REQUIRED WORK:
Drop the pictures and repeat the remaining data exactly.

Image-grounded pointing data
**********
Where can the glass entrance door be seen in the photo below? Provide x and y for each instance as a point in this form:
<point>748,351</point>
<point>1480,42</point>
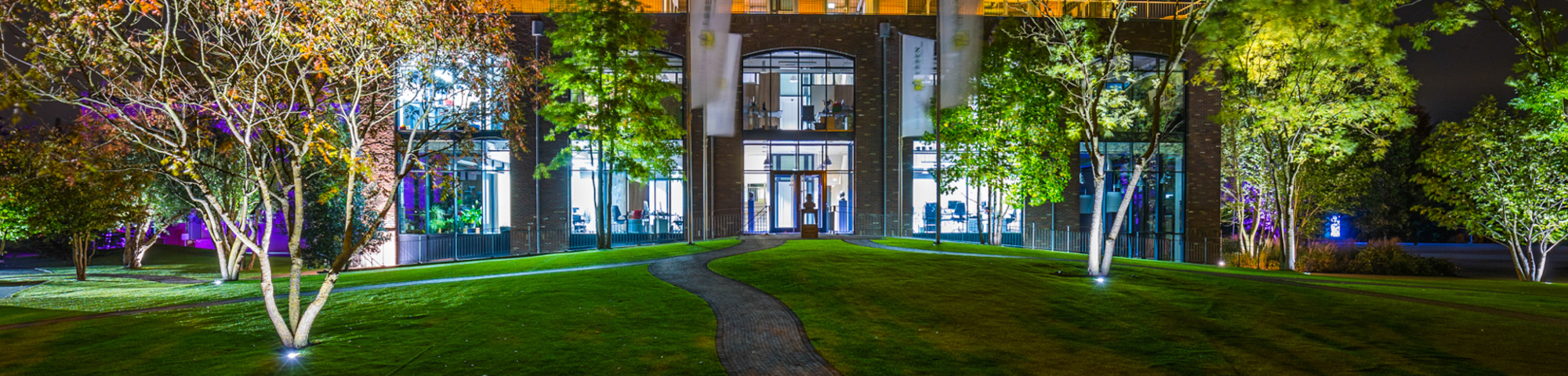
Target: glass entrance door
<point>783,212</point>
<point>797,200</point>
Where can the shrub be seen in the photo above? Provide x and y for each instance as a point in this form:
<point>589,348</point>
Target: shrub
<point>1324,258</point>
<point>1377,258</point>
<point>1388,258</point>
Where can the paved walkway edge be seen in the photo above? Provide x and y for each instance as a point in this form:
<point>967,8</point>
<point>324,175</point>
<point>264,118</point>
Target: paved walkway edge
<point>758,334</point>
**********
FINISHED EXERCISE:
Where can the glass entrance door be seen in the photo below? Provide x and y for each instance as a point in this form:
<point>748,351</point>
<point>1480,42</point>
Target: glass entrance door
<point>783,212</point>
<point>797,200</point>
Where can the shrub be seen in the photo above? Provide x and y for each instance as a point in this form:
<point>589,348</point>
Target: shrub
<point>1324,258</point>
<point>1377,258</point>
<point>1388,258</point>
Where can the paved walkway edge be seen in the photo above? Provide x and y for each instance as a point in this form:
<point>967,8</point>
<point>324,175</point>
<point>264,118</point>
Target: paved walkway edge
<point>758,334</point>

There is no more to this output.